§ **SOURCE**:
Coming off his masterpiece My Beautiful Dark Twisted Fantasy, Kanye West’s collaboration with Jay-Z should have been a victory lap, a reaffirmation that there is no doubt they aren’t just on top of the rap game, but on top of popular culture as well. Instead,”H.A.M.” just comes off as show-boating. Which would be fine, if the music were good. Much of Kanye’s adoration comes from the fact that he’s able to brilliantly take from all landscapes of the music spectrum and make incredible music that transcends genres. Did anyone ever expect to see ballerinas in a rap video? Ye has never been afraid to take inspiration from anything really. Whether it’s Otis Redding, classical music, and even Indie bands. “H.A.M.” strips away all the things that make Ye unique, and it just comes across as lowering his standards.

“H.A.M.” (short for “hard as a motherfucker”) is supposed to well, go hard. And to a degree it does. But there is so much wrong with this song musically that it becomes distracting. It was almost as if, they kept shoving as much stuff as they could into the song to make it sound epic. The choir of wailing banshees, the Mortal Kombat-esque rising synth. At times, it almost comes across as laughable. I can’t help but think this would be a great parody song of what a rapper with a big ego “would” make – something Lonely Island would attempt. Thematically, I understand why they wanted this song to be epic. The album is called Watch the Throne, after all. And with two superstars throwing down on the same song, it’s supposed to be majestic, grand, and over the top. All of this I am fine with. In fact, prior to this, I would have said the crazier and more over the top Ye could get, the better. But this proves that even Ye’s theatrics has a limit.

Unfortunately, both Ye and Jay focused way too much on the theme of the song, rather than the content. Verses leave much to be desired. The production sounds cheesy. The actual mixing of the various elements (the choir, the synth etc.) comes off like a train wreck. “H.A.M.” isn’t by any means a complete failure. But it’s certainly not the grand introduction Watch the Throne we had hoped for. And really, we expect more from Kanye West than this. But that aside (not comparing this to his past works) – just as a song, this isn’t that good.

§ **INFORMATION SUPPLIED**:
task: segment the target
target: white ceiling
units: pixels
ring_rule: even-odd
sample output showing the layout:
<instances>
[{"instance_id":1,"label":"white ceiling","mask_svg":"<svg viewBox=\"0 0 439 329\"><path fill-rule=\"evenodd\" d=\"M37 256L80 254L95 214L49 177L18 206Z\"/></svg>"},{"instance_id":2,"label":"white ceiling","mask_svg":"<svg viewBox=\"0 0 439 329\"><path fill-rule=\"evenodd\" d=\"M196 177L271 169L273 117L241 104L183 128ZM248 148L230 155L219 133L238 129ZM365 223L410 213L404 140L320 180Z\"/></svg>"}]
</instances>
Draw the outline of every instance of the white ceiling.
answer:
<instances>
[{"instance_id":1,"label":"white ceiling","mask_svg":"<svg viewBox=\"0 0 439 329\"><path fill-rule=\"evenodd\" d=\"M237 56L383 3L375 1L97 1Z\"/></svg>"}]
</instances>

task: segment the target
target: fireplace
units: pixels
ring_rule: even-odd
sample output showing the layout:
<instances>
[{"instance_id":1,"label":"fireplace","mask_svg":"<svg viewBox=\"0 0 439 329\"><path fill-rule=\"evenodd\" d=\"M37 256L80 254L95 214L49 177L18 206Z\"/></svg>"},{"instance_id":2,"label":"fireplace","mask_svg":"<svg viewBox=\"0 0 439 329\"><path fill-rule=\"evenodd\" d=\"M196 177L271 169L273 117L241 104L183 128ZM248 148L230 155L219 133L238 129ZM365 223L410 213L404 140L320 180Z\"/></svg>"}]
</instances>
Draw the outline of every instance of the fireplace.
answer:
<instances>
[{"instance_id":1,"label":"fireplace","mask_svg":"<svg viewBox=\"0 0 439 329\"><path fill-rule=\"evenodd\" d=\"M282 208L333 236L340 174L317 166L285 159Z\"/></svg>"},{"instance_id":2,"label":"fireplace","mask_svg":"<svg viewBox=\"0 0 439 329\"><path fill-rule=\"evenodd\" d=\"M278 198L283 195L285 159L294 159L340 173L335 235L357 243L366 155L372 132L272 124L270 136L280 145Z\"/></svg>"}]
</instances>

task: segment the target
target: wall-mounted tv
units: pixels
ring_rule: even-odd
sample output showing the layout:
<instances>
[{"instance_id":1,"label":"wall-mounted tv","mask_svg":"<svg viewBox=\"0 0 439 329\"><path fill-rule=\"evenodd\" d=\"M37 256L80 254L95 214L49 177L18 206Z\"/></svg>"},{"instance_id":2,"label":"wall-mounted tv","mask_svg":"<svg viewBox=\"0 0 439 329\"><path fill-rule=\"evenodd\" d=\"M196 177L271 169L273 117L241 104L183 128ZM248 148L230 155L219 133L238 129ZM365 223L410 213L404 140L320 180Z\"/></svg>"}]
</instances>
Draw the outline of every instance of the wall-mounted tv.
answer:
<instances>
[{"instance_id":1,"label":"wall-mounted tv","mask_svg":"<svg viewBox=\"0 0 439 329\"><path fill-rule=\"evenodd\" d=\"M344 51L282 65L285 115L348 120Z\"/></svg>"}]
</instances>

§ **EXERCISE PROMPT**: Why, according to the review of "H.A.M.," did Kanye West and Jay-Z want the song to be epic? Answer in one to three sentences. The records have no connection to the review.

§ **ANSWER FOR THIS EXERCISE**: The album is called Watch the Throne, and the song brings two superstars together on one track. Because of that, it is meant to be majestic, grand, and over the top.